[Collected data]
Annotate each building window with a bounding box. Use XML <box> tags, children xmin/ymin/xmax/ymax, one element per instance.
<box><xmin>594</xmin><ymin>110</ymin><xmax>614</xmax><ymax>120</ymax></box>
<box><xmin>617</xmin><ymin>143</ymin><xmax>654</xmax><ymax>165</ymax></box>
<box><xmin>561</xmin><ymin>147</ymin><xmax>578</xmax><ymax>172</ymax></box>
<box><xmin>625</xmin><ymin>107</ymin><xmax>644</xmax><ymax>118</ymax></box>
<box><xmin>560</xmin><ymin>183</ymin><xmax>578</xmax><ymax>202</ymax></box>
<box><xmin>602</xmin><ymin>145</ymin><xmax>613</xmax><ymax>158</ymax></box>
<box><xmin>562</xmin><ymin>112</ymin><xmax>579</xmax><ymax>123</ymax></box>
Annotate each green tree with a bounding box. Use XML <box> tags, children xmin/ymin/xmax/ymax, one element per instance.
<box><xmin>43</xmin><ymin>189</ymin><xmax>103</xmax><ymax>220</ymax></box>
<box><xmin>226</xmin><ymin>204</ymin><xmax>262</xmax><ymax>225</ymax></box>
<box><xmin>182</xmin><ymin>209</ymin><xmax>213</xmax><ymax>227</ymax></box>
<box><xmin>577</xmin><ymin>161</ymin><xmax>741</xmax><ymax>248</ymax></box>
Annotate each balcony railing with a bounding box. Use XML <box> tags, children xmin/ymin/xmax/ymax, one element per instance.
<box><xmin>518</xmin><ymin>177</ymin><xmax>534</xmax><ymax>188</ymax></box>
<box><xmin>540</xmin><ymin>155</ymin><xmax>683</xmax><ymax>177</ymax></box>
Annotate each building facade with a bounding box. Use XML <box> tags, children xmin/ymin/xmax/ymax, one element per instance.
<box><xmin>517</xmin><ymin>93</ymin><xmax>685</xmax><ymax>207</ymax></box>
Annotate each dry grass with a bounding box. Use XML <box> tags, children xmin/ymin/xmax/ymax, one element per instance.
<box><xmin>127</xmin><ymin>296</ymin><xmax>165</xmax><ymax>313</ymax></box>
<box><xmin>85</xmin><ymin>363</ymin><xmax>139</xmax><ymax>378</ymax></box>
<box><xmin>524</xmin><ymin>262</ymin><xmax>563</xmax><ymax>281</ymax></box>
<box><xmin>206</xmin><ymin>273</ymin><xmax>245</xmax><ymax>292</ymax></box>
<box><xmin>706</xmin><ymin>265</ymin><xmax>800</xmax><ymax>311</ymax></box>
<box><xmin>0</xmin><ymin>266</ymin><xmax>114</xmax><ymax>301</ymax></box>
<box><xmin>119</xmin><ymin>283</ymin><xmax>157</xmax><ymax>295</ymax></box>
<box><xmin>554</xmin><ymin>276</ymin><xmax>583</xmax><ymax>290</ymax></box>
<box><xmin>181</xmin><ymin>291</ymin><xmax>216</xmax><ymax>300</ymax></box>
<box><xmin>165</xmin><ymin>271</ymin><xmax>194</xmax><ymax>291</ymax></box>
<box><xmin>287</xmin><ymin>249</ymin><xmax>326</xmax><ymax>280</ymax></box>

Directions for this task
The "Annotate each dry" line through the last line above: set these down exactly and add nothing else.

Your response
Annotate each dry grass with a bounding box. Use XML <box> tags, children xmin/ymin/xmax/ymax, one element per instance.
<box><xmin>127</xmin><ymin>296</ymin><xmax>165</xmax><ymax>313</ymax></box>
<box><xmin>85</xmin><ymin>363</ymin><xmax>139</xmax><ymax>378</ymax></box>
<box><xmin>524</xmin><ymin>262</ymin><xmax>563</xmax><ymax>281</ymax></box>
<box><xmin>206</xmin><ymin>273</ymin><xmax>245</xmax><ymax>292</ymax></box>
<box><xmin>706</xmin><ymin>265</ymin><xmax>800</xmax><ymax>311</ymax></box>
<box><xmin>0</xmin><ymin>266</ymin><xmax>114</xmax><ymax>301</ymax></box>
<box><xmin>119</xmin><ymin>283</ymin><xmax>157</xmax><ymax>295</ymax></box>
<box><xmin>554</xmin><ymin>276</ymin><xmax>583</xmax><ymax>290</ymax></box>
<box><xmin>181</xmin><ymin>291</ymin><xmax>216</xmax><ymax>300</ymax></box>
<box><xmin>165</xmin><ymin>271</ymin><xmax>194</xmax><ymax>291</ymax></box>
<box><xmin>287</xmin><ymin>249</ymin><xmax>326</xmax><ymax>280</ymax></box>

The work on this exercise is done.